▶ [Supplied passage]
Third. The application by the relators to the said board of supervisors to subscribe the stock and issue the bonds in pursuance of the vote set forth in the affidavit of the relators, not having been made for more than five years after the vote was taken, is a waiver and abandonment of the right of the relators under said vote. And said application now comes too late.

Fourth. It is a matter of discretion with the said board of supervisors whether they will issue the bonds and make the subscription in pursuance of the vote.

Fifth. The Peoria and Oquawka Railroad Company are not the proper parties to be relators.

People ex rel. Peoria and Oquawka R. R. Co. v. County of Tazewell et al.

Sixth. That the relators have mortgaged their road for more than its worth since the vote has been taken, and have no longer the legal title to the same.

Seventh. The company have become insolvent, and if a subscription is made, the stock would be worthless.

Eighth. The vote mentioned and set forth in the affidavit of the relators is void, because it does not comply with the act under which the vote was taken, and is conditional.

Ninth. The vote mentioned in the affidavit of the relators is void in not conforming to the act under which the vote was taken, the act allowing the judges of the County Court, or board of supervisors, to pay for the stock purchased either by borrowing money or by issuing bonds, as said board deem most advisable. The vote allows the issuing of bonds only, and deprives the board of supervisors of a discretion conferred by the act, and is therefore void.

▶ [Directive 1]
In the entries, from the line with "of the grey" through the end of the entries, switch "brake light" to "tail light" and leave everything else unchanged.

▶ [Data supplied]

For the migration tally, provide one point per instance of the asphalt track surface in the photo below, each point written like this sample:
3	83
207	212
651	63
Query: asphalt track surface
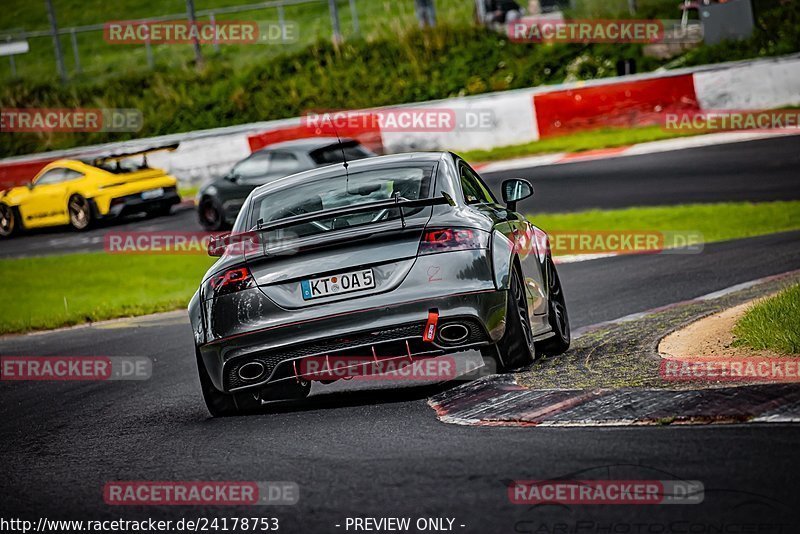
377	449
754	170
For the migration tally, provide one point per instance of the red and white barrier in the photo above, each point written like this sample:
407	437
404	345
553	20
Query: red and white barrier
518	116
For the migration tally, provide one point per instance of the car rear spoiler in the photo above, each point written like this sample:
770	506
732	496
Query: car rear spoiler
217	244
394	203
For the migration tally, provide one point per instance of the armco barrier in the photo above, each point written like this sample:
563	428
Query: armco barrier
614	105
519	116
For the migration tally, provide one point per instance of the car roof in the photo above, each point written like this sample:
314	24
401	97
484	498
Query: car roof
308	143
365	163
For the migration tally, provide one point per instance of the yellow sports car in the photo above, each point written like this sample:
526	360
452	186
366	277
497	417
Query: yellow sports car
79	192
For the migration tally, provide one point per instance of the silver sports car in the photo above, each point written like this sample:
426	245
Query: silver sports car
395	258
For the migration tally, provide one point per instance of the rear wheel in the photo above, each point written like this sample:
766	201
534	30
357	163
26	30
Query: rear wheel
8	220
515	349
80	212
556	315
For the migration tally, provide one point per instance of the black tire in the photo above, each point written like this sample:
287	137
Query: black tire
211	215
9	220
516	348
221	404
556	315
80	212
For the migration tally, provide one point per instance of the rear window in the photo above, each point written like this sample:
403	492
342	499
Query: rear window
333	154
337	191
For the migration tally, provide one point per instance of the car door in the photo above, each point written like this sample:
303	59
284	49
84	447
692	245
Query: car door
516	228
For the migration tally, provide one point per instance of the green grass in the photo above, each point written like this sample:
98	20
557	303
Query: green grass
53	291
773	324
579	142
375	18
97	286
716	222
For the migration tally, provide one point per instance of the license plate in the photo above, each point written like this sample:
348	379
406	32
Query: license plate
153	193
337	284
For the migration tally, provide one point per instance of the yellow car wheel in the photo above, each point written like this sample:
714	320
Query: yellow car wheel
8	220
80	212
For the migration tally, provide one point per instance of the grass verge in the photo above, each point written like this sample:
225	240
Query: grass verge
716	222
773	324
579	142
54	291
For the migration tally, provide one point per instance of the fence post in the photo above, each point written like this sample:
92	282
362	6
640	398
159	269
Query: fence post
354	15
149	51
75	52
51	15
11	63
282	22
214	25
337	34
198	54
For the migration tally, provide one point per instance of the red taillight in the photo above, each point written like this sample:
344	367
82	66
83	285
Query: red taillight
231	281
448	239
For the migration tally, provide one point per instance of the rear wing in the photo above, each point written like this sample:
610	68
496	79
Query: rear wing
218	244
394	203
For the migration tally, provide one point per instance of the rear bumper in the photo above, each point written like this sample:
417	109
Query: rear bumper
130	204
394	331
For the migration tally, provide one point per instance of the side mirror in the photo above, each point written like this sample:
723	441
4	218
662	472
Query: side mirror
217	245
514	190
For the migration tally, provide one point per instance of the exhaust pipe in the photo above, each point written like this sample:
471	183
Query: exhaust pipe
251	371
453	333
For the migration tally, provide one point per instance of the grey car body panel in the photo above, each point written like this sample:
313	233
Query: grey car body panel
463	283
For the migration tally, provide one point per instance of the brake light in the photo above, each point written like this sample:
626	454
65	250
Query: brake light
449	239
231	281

▶ [Directive 2]
Translate this sentence from the text on the Tazewell County railroad case into Spanish: "Fifth. The Peoria and Oquawka Railroad Company are not the proper parties to be relators."

▶ [Result 1]
For the migration tally, provide one point per instance of the grey car body panel in the photo above, each point written like this sample:
313	233
Query: grey car body panel
463	283
For the migration tally, provide one point per instance of the tail light in the photo above, each point written like this sample:
626	454
65	250
Query: tail light
449	239
231	281

▶ [Result 2]
Quinto. La Peoria and Oquawka Railroad Company no es la parte legítima para figurar como promovente.